TEXT SECTION »
= = = =

The Chamber of Commerce petitions for review of the Directive first on the ground that the agency should have conducted a notice and comment rulemaking proceeding prior to issuing it. Before considering the Chamber’s argument, however, we must consider the agency’s objection that the case is not within the jurisdiction of this court.

A. Jurisdiction

Under the OSH Act, 29 U.S.C. § 655(f), this court has jurisdiction to review a “standard” issued by the OSHA. An OSHA “regulation,” however, is subject to review in the district court, pursuant to the Administrative Procedure Act, 5 U.S.C. § 703. See Workplace Health & Safety Council v. Reich, 56 F.3d 1465, 1467 (D.C.Cir.1995). The OSH Act does not define the term “regulation,” but describes a “standard” as a rule that “requires conditions, or the adoption or use of one or more practices, means, methods, operations, or processes, reasonably necessary or appropriate to provide safe or healthful employment.” 29 U.S.C. § 652.(8). The question whether a rule is a “standard,” so defined, is to be answered with reference to its “basic function ... rather than the exact nature of the ‘practices, means, methods, operations or processes’ ... it embodies.” Workplace Health, 56 F.3d at 1468 (quoting Louisiana Chemical Ass’n v. Bingham, 657 F.2d 777, 781 (5th Cir.1981)). If the basic function of the rule is to “address[ ] ... a specific and already identified hazard, [and it is] not a purely administrative effort designed to uncover violations of the Act,” then the rule is a standard. Id. (quoting Louisiana Chemical, 657 F.2d at 782). If, on the other hand, the rule is “merely a general enforcement or detection procedure,” then it is a regulation. Id. In other words, a standard, unlike a regulation, is “aim[ed] toward correction rather than mere inquiry into possible hazards.” Id. (quoting Louisiana Chemical, 657 F.2d at 782).

= = = =

[Rows of labeled points]

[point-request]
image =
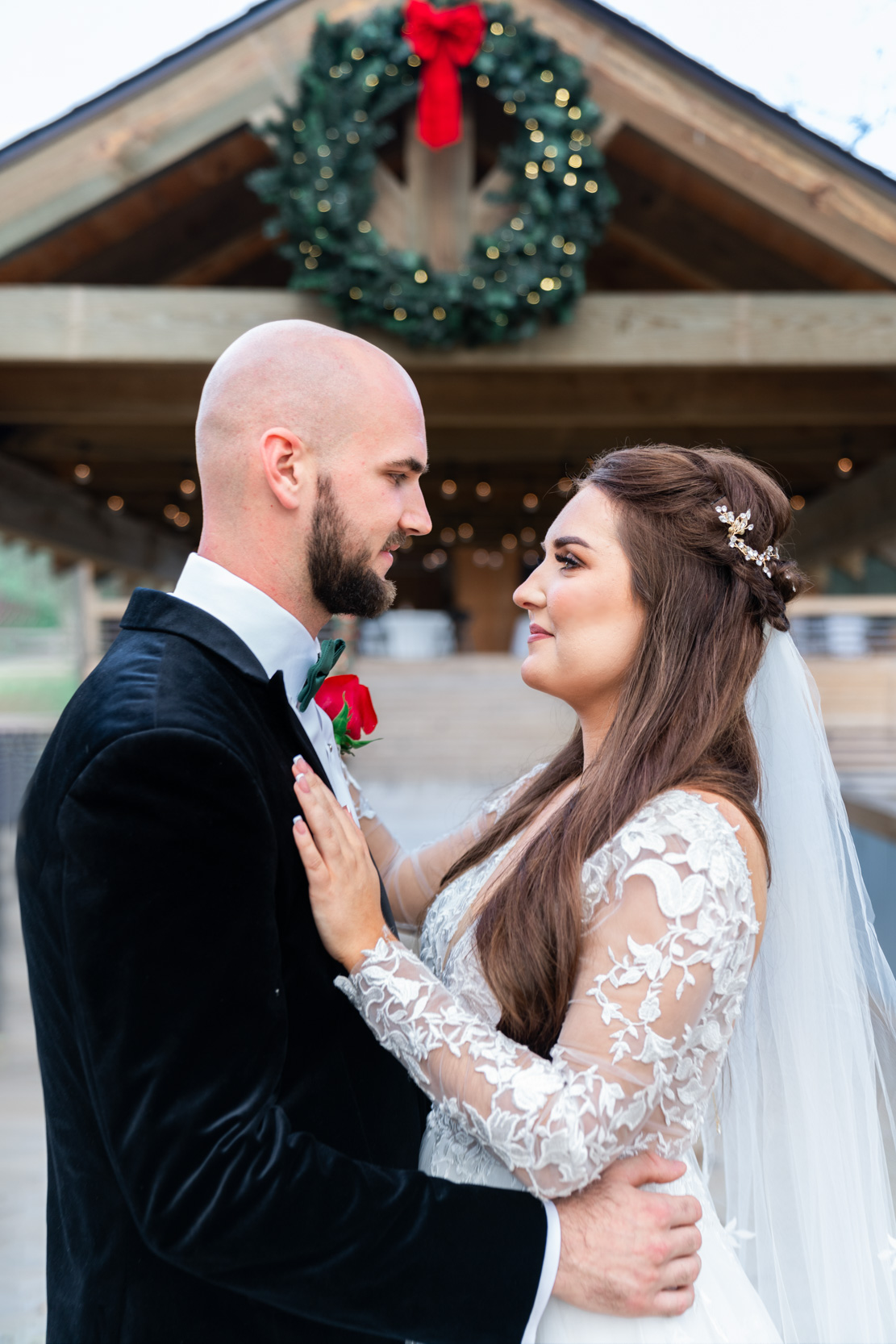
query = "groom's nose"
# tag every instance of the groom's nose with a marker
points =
(415, 518)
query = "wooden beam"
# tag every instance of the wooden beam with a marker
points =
(147, 324)
(798, 250)
(500, 397)
(141, 207)
(855, 515)
(710, 253)
(661, 257)
(74, 526)
(236, 81)
(715, 135)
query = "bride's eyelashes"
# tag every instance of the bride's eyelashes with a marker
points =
(567, 561)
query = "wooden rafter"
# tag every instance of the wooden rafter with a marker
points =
(76, 526)
(143, 326)
(807, 256)
(855, 516)
(77, 244)
(232, 80)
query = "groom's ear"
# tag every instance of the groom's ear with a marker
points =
(286, 464)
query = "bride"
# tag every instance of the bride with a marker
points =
(660, 940)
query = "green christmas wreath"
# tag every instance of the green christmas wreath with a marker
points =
(325, 147)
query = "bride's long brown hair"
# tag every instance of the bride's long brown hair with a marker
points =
(680, 718)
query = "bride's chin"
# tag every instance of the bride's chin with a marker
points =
(536, 675)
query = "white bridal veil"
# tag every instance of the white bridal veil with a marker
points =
(807, 1140)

= = = =

WORK TO COMPLETE »
1) Under the jurisdiction passage, which statute governs district court review of an OSHA regulation?
2) Locate every line in the rows that contains the word "brown" and copy each one. Case counts.

RESPONSES IN ORDER »
1) The Administrative Procedure Act, 5 U.S.C. § 703.

2)
query = "bride's long brown hair"
# tag every instance of the bride's long brown hair with a marker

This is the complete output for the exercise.